* **AUSGEWÄHLTER TEXTAUSZUG**

########

Vier von sechs Kapiteln dieses Buches enthalten lesenswertes Material über das aktuelle Thema des Verhältnisses von US-amerikanischem (und israelischem) Staatsterror und dem Gegenterror der Unterdrückten, u.a. dem islamistischen Terror.

Mamdani, aufgewachsen als Inder in Uganda und heute Professor an der New Yorker Columbia University, verortet in diesen vier Kapiteln politökonomischer Analyse die Geburtsstunde des Terrors, den er als bewusste Einbeziehung „weicher“ Ziele, d.h. ziviler Bevölkerungsteile, in Strategien der Gewalt und des Krieges versteht, auf den ersten Kongo-Krieg um die Ermordung Lumumbas. Hier seien im Gerangel um einen afrikanischen Stellvertreterkrieg im Rahmen des Kalten Krieges erstmals Söldner eingesetzt worden, die ZivilistInnen abschlachteten. Dies habe sich in den siebziger Jahren fortgesetzt, wo die USA mit rhodesischer und südafrikanischer Hilfe Terrorgruppen wie die RENAMO in Mozambique und UNITA in Angola aufgebaut habe.

########

* **GESPEICHERTE EINTRÄGE**

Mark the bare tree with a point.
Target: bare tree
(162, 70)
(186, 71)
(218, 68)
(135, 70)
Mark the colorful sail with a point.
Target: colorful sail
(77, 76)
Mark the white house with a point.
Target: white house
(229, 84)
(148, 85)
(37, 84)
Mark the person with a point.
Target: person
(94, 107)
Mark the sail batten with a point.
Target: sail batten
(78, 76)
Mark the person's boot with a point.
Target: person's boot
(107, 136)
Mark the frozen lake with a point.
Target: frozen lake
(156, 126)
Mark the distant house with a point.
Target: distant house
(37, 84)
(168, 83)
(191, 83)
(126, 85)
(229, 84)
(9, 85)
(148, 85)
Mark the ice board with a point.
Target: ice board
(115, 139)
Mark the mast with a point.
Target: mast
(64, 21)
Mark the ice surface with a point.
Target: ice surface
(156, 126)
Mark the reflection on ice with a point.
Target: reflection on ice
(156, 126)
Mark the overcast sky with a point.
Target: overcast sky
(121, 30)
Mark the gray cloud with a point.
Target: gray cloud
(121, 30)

########

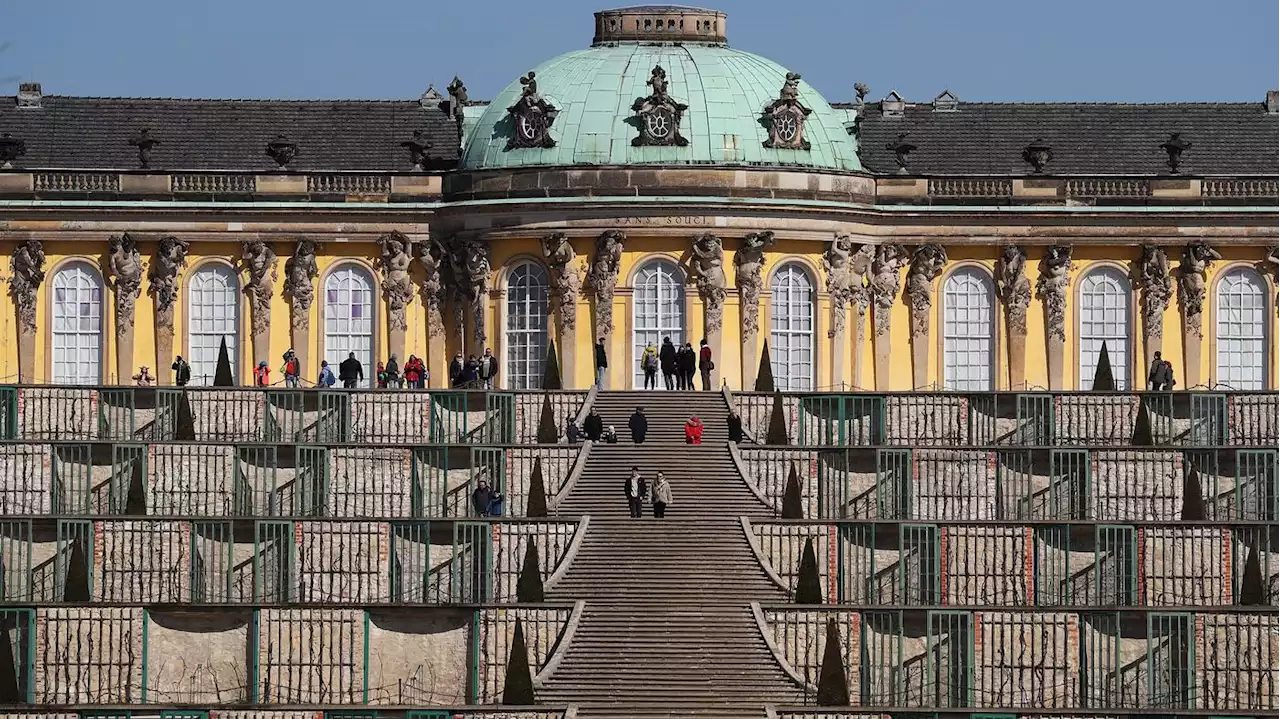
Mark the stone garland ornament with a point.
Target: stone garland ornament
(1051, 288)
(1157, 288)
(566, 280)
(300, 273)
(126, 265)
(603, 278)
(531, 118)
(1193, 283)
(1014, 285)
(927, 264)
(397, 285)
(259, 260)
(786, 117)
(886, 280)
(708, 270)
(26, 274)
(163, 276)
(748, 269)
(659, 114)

########

* **AUFGABEN**
A. Schreiben Sie aus dem Textauszug die Stelle von „Mamdani, aufgewachsen als“ bis „Angola aufgebaut habe.“ wortgetreu ab.
B. Beantworten Sie anhand des Textauszugs diese Fragen:
(i) Wie viele von sechs Kapiteln des Buches enthalten lesenswertes Material zum genannten Thema?
(ii) An welcher Universität ist Mamdani heute Professor?
(iii) Welche Terrorgruppe wurde in Angola aufgebaut?
Stützen Sie sich ausschließlich auf den Textauszug.

* **LÖSUNGEN**
A.
Mamdani, aufgewachsen als Inder in Uganda und heute Professor an der New Yorker Columbia University, verortet in diesen vier Kapiteln politökonomischer Analyse die Geburtsstunde des Terrors, den er als bewusste Einbeziehung „weicher“ Ziele, d.h. ziviler Bevölkerungsteile, in Strategien der Gewalt und des Krieges versteht, auf den ersten Kongo-Krieg um die Ermordung Lumumbas. Hier seien im Gerangel um einen afrikanischen Stellvertreterkrieg im Rahmen des Kalten Krieges erstmals Söldner eingesetzt worden, die ZivilistInnen abschlachteten. Dies habe sich in den siebziger Jahren fortgesetzt, wo die USA mit rhodesischer und südafrikanischer Hilfe Terrorgruppen wie die RENAMO in Mozambique und UNITA in Angola aufgebaut habe.

B.
(i) Vier.
(ii) An der New Yorker Columbia University.
(iii) Die UNITA.